__Passage shown__
** Start **

# What came of the Epex Broadheads?



## inbowrange (Sep 11, 2007)

I know there was a post a while back about them but I never heard if they are still around. I like there broadheads but don't want to have to go through the ringers just to buy some.


----------



## Huge29 (Sep 17, 2007)

I am sure that you can find the thread here somewhere, but I believe the name is Epek and that they did fold.


----------



## lunkerhunter2 (Nov 3, 2007)

That was an EPIC time.-_O-


----------



## colorcountrygunner (Oct 6, 2009)

Doesn't the owner of the company post here?


----------



## hemionus (Aug 23, 2009)

I think they did poop out. Sad because they were great broadheads but not surprising based on my dealings with them as a consumer.


----------



## inbowrange (Sep 11, 2007)

Huge29 I tried to fix it right after I posted it lol

That sucks I love these broadheads!


----------



## Flyfishn247 (Oct 2, 2007)

elk22 was the head of EPEK, I had 3 of the latest version in my quiver this year. Sad if they truly are no longer in business, I loved the broadheads as well. I also shot the Grim Reaper Fatal Steel this year, love them. They are by far the best mechanical I have shot. Amazing broadheads.


----------

** End **

__A run of records__
** Start **

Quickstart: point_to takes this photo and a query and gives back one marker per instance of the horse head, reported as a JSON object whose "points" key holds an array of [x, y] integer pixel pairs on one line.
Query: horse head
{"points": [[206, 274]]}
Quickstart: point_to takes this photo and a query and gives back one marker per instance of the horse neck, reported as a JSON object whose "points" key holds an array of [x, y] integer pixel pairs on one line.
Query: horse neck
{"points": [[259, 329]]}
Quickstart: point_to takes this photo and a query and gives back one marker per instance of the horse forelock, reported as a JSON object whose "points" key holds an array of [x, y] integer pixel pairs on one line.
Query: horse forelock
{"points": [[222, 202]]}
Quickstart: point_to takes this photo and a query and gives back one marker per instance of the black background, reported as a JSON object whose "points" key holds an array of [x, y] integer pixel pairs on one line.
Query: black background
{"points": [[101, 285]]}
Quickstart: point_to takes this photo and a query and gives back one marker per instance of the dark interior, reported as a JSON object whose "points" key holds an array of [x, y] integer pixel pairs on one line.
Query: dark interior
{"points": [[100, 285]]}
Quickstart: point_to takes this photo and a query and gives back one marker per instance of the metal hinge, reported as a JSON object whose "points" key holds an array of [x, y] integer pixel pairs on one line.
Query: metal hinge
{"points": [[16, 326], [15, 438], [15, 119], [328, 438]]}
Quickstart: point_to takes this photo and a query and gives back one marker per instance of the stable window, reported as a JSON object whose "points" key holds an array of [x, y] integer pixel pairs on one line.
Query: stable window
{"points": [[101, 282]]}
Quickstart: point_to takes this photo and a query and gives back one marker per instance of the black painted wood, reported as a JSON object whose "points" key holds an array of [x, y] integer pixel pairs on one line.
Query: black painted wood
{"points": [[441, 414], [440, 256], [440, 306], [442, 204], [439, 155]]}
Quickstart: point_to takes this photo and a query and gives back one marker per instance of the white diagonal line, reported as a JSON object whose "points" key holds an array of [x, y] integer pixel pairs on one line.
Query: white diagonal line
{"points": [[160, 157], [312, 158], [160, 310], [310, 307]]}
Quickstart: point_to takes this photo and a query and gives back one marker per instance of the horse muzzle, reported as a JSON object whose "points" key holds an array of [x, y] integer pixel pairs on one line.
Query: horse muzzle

** End **

Translate this sentence from the broadhead thread above into Spanish: "I know there was a post a while back about them but I never heard if they are still around."

__Task result__
Sé que hace un tiempo hubo una publicación sobre ellos, pero nunca supe si todavía existen.